**Brief 1**
Return the passage of the House of Love album reviews that begins with the words containing "But there are" and ends with "good stuff too.", copied word for word.
**Brief 2**
Resume the House of Love album reviews, picking up right after their final sentence.

**Extract to read**
════════
11 of 11 people found the following review helpful
on 12 February 2002
I can't add anything more to what has been said already here regarding the general ignorance shown to this band by the music press and general public but what I can add are my thoughts on this collection.
Contained on here are some of the finest moments in English pop music of the eighties. Guitar driven by the excellent Terry Bickers, this is far away from what we know pop today. This is proper music. The House of Love existed in between the end of The Smiths and the start of The Stone Roses. They filled an important gap, but they were more than just a filler group. They should have been bigger than the Roses, I'm not saying they were better, just that they should have been in such a high position by the time the Roses came that they would have eclipsed them.
'Shine On', here in its original glory, is just a perfect moment in British pop music, it just doesn't get better than this. Excellent guitar, stirring melodies and the lyrical genius and vocals of Guy Chadwick combine to make this one of my favourite songs of all time. 'Destroy the Heart' reached the top of John Peels' 'Festive Fifty' in 1988, so therefore it should be no surprise that it is one hell of a pop song. 'Salome' and 'Happy' continue in the same fast-paced, hook-laden guitar style.
But there are quieter moments on this album too. Quiet love songs, soft melody tracks, songs about pain and frustration. So all in all a perfect combination and the voice of Andrea, their German female co-vocalist provides a perfect counter-balance to Guy's on certain songs, she even gets to sing a song by herself and it's pretty good stuff too.
For all fans of guitar pop like The Smiths and The Stone Roses, give this album a go. When I listen to the House of Love I sometimes like to describe them as a mix between Echo and the Bunnymen and James, if there can be such a thing! So fans of these two groups may also like to take a look. For people like me who followed the House of Love avidly then this is a great addition to our collections.
3 of 3 people found the following review helpful
on 26 June 2001
Strange to reflect that they were slated at the time for being Velvet Underground copyists (they even had the expendable female German vocalist a la Nico) as over a decade's hindsight reveals this volatile bunch to be genuinely worthy of comparisons with the avant-garde masters. While the recording quality of the earliest of these tracks is noticeably low-fidelity (hence justifiable decision to re-record numbers such as 'Shine On' and 'Blind' later down the road) the energy and invention always burns through. The blistering 'Salome', the heartbreaking 'Love in a Car', the taut and edgy instrumental 'Love' - all bear witness to a band feverish with ability and imagination.
They should have been massive, of course. Huge. Killer riffs, sublime melodies, stylish songwriting, fire in the soul. Top Ten singles, widespread adulation. When the last Creation single 'Destroy the Heart' made number one in Peel's Festive Fifty in 1988, devotees assumed they were about to scrape the stratosphere. Instead they proved to be a dry-run for Alan McGee for managing/marketing Oasis, who frankly rip off HoL as much as they do the Fab Four.
════════
**Information supplied**
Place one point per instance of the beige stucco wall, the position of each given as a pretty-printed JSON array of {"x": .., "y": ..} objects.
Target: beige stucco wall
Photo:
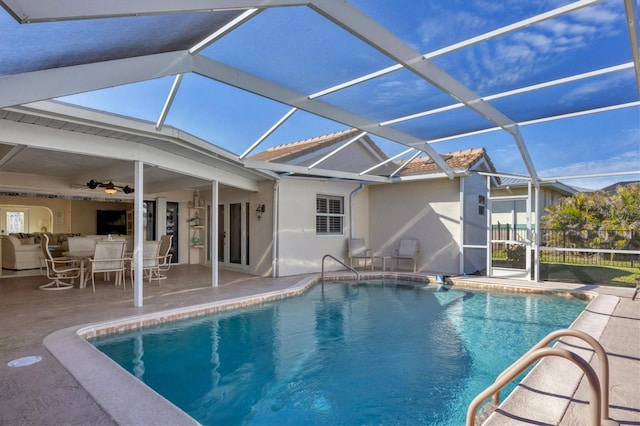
════════
**Reply 1**
But there are quieter moments on this album too. Quiet love songs, soft melody tracks, songs about pain and frustration. So all in all a perfect combination and the voice of Andrea, their German female co-vocalist provides a perfect counter-balance to Guy's on certain songs, she even gets to sing a song by herself and it's pretty good stuff too.

**Reply 2**
We've seen a Best Of, Peel Sessions, B-sides and now Early Recordings albums from HoL, but as anyone who saw them (and I saw them eight times) will testify, what we really want to complete the set is a Live album, and I believe there was an hour-long BBC Radio show which might fit the bill nicely. Come on Strange Fruit...
4 of 4 people found the following review helpful
on 12 July 2006
The House of Love were the great white hope for 80s guitar based bands towards the end of the decade and this album shows why.
In Guy Chadwick and Terry Bickers the band had a magical song writer and guitarist. These songs were all recorded for creation records when the band was at its peak. This record contains some fantastic b sides as well such Mr Jo and On a Hill. If you love the Smiths and Echo and the Bunnymen then you will love this band ! As an introduction this is perfect. Don't buy 'the best of' buy this.
2 of 2 people found the following review helpful
There was was a gulf between the demise of the Smiths and the rise of Madchester when the music press wondered who would be the new contenders. Morrissey & co were probably on the path to stadium domination, but like Echo & the Bunnymen weren't capable of it - both bands decidely not "the next U2" (though bands like The Cure, Depeche Mode & New Order were...). The House of Love (name from a great novella by Anais Nin), like the Wedding Present, were seen as the new indie gods and possibly "the next U2" - both bands would sign to major record labels and attempt to crossover, though by the time they did, the band that dominated things were The Stone Roses.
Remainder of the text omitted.